» **What is being asked**
Filter these entries so that only lines with the word "concrete" remain.

** Material shown follows **

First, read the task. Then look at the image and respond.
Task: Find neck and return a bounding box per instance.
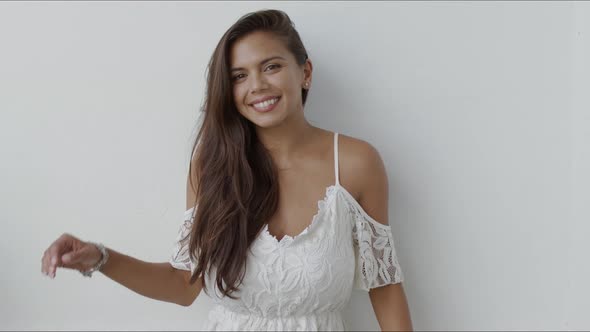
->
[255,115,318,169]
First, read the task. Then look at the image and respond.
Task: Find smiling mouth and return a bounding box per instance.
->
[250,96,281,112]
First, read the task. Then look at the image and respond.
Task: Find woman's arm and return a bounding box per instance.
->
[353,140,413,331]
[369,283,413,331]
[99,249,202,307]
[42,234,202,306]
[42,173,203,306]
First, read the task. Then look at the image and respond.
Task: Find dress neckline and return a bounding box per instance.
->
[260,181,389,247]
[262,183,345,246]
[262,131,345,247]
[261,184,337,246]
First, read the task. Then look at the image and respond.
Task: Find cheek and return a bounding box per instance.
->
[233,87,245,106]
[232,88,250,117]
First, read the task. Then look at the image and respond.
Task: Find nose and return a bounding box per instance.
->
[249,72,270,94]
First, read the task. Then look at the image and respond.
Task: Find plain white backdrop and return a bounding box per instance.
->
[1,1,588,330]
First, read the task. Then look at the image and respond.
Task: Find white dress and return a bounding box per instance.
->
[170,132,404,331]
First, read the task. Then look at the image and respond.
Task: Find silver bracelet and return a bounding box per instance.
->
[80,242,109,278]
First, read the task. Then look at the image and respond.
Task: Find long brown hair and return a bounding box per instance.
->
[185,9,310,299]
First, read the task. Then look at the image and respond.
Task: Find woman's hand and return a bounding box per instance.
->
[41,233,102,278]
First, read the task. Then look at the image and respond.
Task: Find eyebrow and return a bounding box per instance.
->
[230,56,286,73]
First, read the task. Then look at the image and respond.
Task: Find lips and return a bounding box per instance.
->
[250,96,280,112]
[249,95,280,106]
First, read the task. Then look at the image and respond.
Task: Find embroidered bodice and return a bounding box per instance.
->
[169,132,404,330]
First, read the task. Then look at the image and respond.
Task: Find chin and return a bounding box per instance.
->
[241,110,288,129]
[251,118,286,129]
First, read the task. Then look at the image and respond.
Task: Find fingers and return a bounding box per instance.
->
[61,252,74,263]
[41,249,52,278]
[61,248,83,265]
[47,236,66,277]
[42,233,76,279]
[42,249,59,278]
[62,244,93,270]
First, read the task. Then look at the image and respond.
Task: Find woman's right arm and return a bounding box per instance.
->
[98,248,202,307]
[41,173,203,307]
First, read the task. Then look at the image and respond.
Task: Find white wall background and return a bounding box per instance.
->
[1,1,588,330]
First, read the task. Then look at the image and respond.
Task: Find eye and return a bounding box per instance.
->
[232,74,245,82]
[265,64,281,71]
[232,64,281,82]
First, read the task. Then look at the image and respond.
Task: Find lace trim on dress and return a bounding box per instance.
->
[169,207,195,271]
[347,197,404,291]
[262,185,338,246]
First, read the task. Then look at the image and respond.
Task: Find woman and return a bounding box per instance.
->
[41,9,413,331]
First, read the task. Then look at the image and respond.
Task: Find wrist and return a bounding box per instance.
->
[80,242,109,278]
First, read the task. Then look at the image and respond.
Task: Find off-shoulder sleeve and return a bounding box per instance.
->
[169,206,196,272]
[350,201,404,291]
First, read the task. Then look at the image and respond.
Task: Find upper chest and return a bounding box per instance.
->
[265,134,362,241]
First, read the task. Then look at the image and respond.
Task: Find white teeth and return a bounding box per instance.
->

** End of Material shown **
** Material shown follows **

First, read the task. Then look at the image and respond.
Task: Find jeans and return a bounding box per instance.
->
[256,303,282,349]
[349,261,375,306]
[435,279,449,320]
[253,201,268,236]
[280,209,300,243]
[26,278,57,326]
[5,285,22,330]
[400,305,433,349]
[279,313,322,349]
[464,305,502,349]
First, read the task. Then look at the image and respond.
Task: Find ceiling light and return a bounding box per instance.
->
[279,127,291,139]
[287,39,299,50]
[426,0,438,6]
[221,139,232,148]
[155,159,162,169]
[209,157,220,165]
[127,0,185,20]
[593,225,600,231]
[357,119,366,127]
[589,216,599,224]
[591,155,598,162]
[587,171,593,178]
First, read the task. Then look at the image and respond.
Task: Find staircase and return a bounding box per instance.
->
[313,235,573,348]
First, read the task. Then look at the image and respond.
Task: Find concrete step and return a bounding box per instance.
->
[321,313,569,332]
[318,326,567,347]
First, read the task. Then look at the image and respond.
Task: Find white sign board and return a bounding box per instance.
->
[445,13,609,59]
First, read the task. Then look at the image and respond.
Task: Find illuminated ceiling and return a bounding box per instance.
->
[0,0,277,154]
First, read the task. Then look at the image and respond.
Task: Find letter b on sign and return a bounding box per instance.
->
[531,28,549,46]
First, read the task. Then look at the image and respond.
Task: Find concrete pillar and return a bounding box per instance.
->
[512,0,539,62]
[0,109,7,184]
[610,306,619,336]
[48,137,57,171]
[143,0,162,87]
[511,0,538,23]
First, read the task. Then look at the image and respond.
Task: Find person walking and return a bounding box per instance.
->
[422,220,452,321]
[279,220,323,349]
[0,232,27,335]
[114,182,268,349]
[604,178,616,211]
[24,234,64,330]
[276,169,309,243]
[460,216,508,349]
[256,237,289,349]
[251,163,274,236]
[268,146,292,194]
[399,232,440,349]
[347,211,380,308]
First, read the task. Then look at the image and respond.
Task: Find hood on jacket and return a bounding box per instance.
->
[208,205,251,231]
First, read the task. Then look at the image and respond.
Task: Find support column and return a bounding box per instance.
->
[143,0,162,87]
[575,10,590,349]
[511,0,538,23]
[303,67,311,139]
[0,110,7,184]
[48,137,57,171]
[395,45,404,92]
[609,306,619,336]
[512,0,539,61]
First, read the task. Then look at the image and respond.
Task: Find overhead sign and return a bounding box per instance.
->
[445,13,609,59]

** End of Material shown **

» **Finished exercise**
Task: Find concrete step and return a bounding box per instance.
Task: Find concrete pillar and return a bounding box per instance.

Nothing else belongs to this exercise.